Then he gets a call from his old sergeant. A young man Alex helped put away--in the one big case that marked the high point of his career--will be getting out of prison. When the sergeant invites Alex downstate to have a drink for old times' sake, it's an offer he would normally refuse. However, there's a certain female FBI agent he can't stop thinking about, so he gets in his truck and he goes back to Detroit.
While there, he's reminded of something about that young man's case, a seemingly small piece of the puzzle that he never got to share. It's not something anyone wants to hear, but Alex can't let go of the feeling that they arrested the wrong man. And that the real killer not only got away, but went on to kill again.
Let it Burn continues the acclaimed Alex McKnight series by two-time Edgar award-winner and New York Times bestselling author Steve Hamilton.
Author Notes
Steve Hamilton was born in Detroit, Michigan in 1961. He graduated from the University of Michigan where he won the Hopwood Award for fiction. He is the author of the Alex McKnight Mystery series. A Cold Day in Paradise won the Private Eye Writers of America/St. Martin's Press Award for Best First Mystery by an Unpublished Writer and the Edgar and Shamus Awards for Best First Novel. The Lock Artist won the 2011 Edgar Award. In 2006, he won the Michigan Author Award for his outstanding body of work. His current bestseller is The Second Life of Nick Mason. He also works for IBM.
(Bowker Author Biography)
Reviews (4)
Publisher's Weekly Review
Edgar-winner Hamilton puts a fresh twist on the archetypical tough-guy cop with a heart of gold in his 10th Alex McKnight novel (after 2012's Die a Stranger). The upcoming release of Darryl King, a murderer McKnight helped put behind bars, draws the old cop out of near-isolation in the remote town of Paradise, Mich., and brings him back to Detroit-or, rather, what's left of it. McKnight has a gut instinct that King may not have been guilty of the crime after all. As he reaches out to old contacts, including the detective who obtained King's confession, McKnight becomes convinced that the case isn't as airtight as it appeared at the time. Hamilton's prose feels most human at the moments when McKnight surveys the emerging ruins of Detroit, like an archeologist come too soon to the excavation site. Yet the intrigue, like McKnight's gut instinct, sometimes seems based on little more than a feeling. Agent: Jane Chelius, Jane Chelius Literary Agency. (July) (c) Copyright PWxyz, LLC. All rights reserved.

=== Data entries ===
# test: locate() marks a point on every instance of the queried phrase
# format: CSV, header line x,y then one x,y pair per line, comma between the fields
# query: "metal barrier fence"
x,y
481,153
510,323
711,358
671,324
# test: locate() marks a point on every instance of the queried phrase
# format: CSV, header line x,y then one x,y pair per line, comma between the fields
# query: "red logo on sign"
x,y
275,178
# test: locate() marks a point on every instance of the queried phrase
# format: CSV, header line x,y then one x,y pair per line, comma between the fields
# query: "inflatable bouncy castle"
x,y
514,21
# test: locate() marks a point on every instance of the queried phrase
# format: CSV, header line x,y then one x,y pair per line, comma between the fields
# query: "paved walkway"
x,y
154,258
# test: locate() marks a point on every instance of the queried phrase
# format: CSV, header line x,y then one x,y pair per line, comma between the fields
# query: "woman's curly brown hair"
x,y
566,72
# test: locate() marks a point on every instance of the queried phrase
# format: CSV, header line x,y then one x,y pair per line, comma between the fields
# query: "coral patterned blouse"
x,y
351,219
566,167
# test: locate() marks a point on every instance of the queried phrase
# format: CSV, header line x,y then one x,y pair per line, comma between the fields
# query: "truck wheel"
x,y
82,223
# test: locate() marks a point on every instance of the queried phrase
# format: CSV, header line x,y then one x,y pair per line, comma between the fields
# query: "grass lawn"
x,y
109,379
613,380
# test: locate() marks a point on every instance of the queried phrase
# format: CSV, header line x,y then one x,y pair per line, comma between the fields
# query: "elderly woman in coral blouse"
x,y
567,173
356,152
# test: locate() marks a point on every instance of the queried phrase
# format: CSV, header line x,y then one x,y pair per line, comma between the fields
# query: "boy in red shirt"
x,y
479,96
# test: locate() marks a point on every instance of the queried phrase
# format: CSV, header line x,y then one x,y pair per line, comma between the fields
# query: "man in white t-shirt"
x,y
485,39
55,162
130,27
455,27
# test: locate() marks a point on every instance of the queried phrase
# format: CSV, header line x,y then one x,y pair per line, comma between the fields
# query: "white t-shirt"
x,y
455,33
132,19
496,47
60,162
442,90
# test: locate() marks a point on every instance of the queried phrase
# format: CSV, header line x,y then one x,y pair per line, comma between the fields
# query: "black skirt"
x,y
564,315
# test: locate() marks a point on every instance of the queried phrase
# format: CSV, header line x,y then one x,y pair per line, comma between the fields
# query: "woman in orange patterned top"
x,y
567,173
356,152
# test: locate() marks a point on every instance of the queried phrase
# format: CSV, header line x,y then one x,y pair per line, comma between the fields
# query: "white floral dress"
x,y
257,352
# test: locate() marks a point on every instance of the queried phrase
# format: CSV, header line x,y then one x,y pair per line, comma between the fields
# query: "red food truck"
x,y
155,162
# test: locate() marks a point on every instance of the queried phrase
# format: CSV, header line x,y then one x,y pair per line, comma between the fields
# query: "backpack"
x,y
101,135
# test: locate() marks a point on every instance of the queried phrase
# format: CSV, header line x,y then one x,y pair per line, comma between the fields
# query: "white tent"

=== Problems to work on ===
A. Find each line in the listing that contains the string "woman" and copy it out; case counts.
B. Pick up the text about the novel Let it Burn after its last sentence and keep writing.
The text and the listing come from separate sources.

=== Task-by-task outputs ===
A.
# query: "woman's curly brown hair"
# query: "elderly woman in coral blouse"
# query: "woman in orange patterned top"

B.
Kirkus Review
Michigan's Upper Peninsula will have to take care of itself this time. A newly paroled convict has recalled Alex McKnight (Misery Bay, 2011, etc.) to Detroit past and present. Before a shooting sidelined him from the Detroit PD, Alex helped put away Darryl King, a 16-year-old black kid he saw running from the scene of Wayne State student Elana Paige's murder. Over several grueling days, Alex first chased the boy, then went through volume after volume of mug shots and finally played a key role in the arrest that was credited to Detective Arnie Bateman. Now Alex's old sergeant, Tony Grimaldi, wants him to know that Darryl is back on the street. Alex, who admits that "I don't have much of a talent for putting things out of my mind," can't stop himself from making the five-hour drive down to Detroit, where he has dinner with FBI agent Janet Long and improbably shares milk and chocolate cake with Darryl's mother, Jamilah King, who thinks he's come to apologize for locking up the wrong man. And, in fact, the more Alex thinks about it, the more he wonders if Darryl really did stab Elana Paige to death. Just as he's convinced himself that Darryl's mother is right after all, Arnie Bateman is killed under circumstances that make Darryl look guiltier than ever. So Alex is left in the ironic position of desperately trying to track down and vindicate a man he was once equally desperate to track down and lock up. Hamilton always gives good value, and this swift-moving, moody tale is no exception, even if the very last twist is perhaps one too many.]] Copyright Kirkus Reviews, used with permission.
Booklist Review
A teenager Alex McKnight helped arrest for a savage murder is being released from prison. McKnight decides to make a sentimental journey to Detroit, scene of his finest hours as a cop as well as subsequent events that derailed his life and caused him to seek refuge on Michigan's remote Upper Peninsula. But soon after his arrival in the city, he begins to think he may have helped send an innocent teenager to prison, and he is determined to set things right. Let It Burn reads like several different kinds of novel. It begins with a man approaching 60, looking back ruefully on events that ended the life he'd anticipated. Then, in flashback, it describes the frantic hunt for the murderer before returning to the present and becoming a private-eye novel. By turns, it is either gauzy and impressionistic or a minutely detailed procedural. McKnight's vision of now-devastated Detroit is tremendously compelling, but the changes in tone are jarring, and several plot convolutions at the book's end strain credulity.--Gaughan, Thomas Copyright 2010 Booklist
Library Journal Review
Hamilton's Edgar Award-winning series is back with number ten (after Die a Stranger). McKnight must confront an old case that still haunts him from his days as a cop in Detroit. (c) Copyright 2013. Library Journals LLC, a wholly owned subsidiary of Media Source, Inc. No redistribution permitted.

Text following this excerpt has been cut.